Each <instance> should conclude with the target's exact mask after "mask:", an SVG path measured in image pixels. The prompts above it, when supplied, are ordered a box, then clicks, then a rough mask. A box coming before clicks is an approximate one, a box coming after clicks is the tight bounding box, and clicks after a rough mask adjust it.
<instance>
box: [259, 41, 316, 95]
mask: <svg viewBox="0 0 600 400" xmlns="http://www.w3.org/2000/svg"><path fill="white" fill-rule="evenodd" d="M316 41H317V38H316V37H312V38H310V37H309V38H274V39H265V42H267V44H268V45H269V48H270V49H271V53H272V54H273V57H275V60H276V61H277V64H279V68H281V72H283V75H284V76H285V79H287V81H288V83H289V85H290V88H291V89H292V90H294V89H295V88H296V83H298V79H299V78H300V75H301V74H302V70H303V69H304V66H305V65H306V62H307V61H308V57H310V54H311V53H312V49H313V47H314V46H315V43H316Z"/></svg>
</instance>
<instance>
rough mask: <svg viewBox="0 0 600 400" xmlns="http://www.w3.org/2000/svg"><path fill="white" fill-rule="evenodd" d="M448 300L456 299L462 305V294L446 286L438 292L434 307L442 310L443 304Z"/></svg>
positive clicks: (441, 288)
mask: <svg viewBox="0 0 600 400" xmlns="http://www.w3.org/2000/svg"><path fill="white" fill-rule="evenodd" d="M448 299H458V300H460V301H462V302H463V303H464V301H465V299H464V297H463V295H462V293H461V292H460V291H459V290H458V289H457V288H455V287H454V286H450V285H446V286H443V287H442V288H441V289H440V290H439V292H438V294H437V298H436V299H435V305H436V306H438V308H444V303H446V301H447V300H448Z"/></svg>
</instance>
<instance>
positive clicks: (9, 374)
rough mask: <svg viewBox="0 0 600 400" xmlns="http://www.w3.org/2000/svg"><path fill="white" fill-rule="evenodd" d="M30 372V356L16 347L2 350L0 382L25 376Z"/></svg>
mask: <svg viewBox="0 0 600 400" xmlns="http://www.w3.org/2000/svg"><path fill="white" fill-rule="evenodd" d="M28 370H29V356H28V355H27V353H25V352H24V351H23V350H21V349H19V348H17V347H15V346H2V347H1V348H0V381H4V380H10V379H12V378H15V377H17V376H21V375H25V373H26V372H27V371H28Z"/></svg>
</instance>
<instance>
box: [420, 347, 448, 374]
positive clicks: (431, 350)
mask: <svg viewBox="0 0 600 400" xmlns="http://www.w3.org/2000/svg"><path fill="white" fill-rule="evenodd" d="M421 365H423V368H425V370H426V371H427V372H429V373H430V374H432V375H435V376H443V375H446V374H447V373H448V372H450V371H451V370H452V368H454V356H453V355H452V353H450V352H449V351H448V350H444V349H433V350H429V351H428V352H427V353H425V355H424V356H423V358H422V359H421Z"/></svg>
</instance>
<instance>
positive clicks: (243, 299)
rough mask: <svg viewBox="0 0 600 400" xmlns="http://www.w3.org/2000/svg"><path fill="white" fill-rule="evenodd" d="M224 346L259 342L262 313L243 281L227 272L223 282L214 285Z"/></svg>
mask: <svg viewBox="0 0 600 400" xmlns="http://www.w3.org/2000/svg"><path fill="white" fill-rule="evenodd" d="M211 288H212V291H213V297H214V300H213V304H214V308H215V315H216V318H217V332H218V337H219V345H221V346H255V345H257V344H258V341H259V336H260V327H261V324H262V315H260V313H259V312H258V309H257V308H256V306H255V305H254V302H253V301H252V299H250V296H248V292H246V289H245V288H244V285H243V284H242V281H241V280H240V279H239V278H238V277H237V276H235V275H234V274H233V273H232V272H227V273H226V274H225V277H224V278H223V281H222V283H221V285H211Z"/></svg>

▸ Work to be completed: Among the entries above, the lines between the ones containing "372V356L16 347L2 350L0" and "box: [420, 347, 448, 374]", inclusive, are to be transcribed exactly. No other line is to be given.

▸ Response to the task:
rough mask: <svg viewBox="0 0 600 400" xmlns="http://www.w3.org/2000/svg"><path fill="white" fill-rule="evenodd" d="M30 372V356L16 347L2 350L0 382L25 376Z"/></svg>
mask: <svg viewBox="0 0 600 400" xmlns="http://www.w3.org/2000/svg"><path fill="white" fill-rule="evenodd" d="M28 370H29V356H28V355H27V353H25V352H24V351H23V350H21V349H19V348H17V347H15V346H2V347H1V348H0V381H4V380H10V379H12V378H15V377H17V376H21V375H25V373H26V372H27V371H28Z"/></svg>
</instance>
<instance>
box: [420, 347, 448, 374]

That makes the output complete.